_Vorliegender Text_
- - - -

Eigentlich sollte als unser nächstes Buch die Fünfzig ausgewählten Gedichte von C. F. Meyer erscheinen, aber kurzfristig haben wir umdisponiert: Wir haben ja zum 150. Todestag von Georg Herwegh am 7. April 2025 eine (hoffentlich gut besuchte) Veranstaltung im Stuttgarter Hospitalhof. Und dazu ist jetzt ein Herwegh-Buch erschienen, das Zweiundzwanzig Gedichte von ihm enthält. Ergänzend kommen hinzu sein Aufsatz „Schiller und seine Statue“ und ein Anhang über den jungen Herwegh in Stuttgart, in dem ich insbesondere die Hintergründe seiner Flucht beleuchte. – Hier der Anfang der Einleitung:
Von Herweghs Werk sind heute nur noch zwei Verse allgemein bekannt; sie haben sich verselbstständigt und sind zu geflügelten Worten geworden: „Alle Räder stehen still, / Wenn Dein starker Arm es will.“
Zwar wird auch das „Bundeslied“, in dem diese Verse stehen, noch hier und da gesungen, aber die wenigsten wissen, dass das Lied von Herwegh stammt, dass er es im Auftrag von Ferdinand Lassalle schrieb, anlässlich der Gründung des „Allgemeinen Deutschen Arbeitervereins“, aus dem die SPD hervorging.

- - - -

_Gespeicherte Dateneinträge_
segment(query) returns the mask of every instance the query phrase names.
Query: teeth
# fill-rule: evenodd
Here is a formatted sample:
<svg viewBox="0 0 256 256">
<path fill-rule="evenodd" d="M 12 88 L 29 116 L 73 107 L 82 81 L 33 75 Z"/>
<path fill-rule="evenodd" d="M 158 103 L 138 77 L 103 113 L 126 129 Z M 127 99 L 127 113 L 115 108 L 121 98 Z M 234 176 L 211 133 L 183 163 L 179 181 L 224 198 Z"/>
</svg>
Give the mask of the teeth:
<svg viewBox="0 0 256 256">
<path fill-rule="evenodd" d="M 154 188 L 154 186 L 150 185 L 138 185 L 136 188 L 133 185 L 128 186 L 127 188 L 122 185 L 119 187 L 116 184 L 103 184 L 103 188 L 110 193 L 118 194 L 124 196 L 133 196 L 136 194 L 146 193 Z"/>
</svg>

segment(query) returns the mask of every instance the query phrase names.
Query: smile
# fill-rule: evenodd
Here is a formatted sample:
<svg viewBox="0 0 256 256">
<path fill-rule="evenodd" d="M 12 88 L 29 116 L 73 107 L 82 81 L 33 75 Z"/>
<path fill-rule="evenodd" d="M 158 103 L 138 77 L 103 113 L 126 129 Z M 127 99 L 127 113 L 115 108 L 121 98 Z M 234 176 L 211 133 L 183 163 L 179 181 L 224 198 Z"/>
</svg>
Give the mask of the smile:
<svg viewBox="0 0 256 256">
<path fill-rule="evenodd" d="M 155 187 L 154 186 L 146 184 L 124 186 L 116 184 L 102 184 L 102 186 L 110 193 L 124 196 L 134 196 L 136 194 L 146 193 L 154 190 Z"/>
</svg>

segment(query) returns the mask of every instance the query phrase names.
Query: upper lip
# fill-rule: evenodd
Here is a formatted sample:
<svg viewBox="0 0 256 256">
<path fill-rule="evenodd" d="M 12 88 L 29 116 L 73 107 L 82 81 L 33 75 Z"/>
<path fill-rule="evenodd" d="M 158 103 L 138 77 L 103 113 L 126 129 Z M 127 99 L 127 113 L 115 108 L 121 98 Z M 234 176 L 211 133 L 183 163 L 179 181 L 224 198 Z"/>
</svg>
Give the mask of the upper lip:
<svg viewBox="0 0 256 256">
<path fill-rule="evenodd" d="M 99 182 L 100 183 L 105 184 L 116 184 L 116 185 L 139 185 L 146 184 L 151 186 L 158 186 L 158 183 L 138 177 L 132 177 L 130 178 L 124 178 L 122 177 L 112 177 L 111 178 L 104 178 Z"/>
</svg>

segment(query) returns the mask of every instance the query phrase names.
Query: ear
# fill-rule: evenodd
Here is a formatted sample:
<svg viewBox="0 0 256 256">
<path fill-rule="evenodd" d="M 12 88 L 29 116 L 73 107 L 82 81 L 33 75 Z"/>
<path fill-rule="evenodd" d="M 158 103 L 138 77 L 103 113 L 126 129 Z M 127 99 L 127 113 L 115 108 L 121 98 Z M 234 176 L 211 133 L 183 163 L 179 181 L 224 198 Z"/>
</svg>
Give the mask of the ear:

- - - -

_Ziel der Aufgabe_
Führe den Text über Georg Herwegh nach seinem letzten Satz weiter.

_Ergebnis der Übung_
Ansonsten ist Herwegh heute ziemlich vergessen, und dies, obwohl er mit seinen „Gedichten eines Lebendigen“ der erfolgreichste und gefeiertste Dichter des literarischen Vormärz war. Zu dieser Vergessenheit trugen mehrere Faktoren bei: Abgesehen davon, dass er schon zu seinen Lebzeiten viel geschmäht wurde wegen seiner Teilnahme an der 1848er-Revolution, und mehr noch, weil er so ziemlich der einzige Dichter war, der mit scharfen Worten das neugeschaffene Deutsche Kaiserreich angriff – abgesehen davon, spielte auch der Umstand eine Rolle, dass Herwegh nach dem Zweiten Weltkrieg in der DDR entdeckt und wiederbelebt wurde: Herwegh wurde einseitig zum Arbeiter-Dichter deklariert, zum Vorkämpfer und Wegbereiter des „real existierenden Sozialismus“. Er fand Eingang in die DDR-Schulbücher und es gab sogar eine Briefmarke mit seinem Bild.
Aber diese Anerkennung und Vereinnahmung durch die DDR führte in West-Deutschland zu der geradezu reflexartigen Reaktion, ihn als einen missliebigen und unbedeutenden Dichter zu betrachten.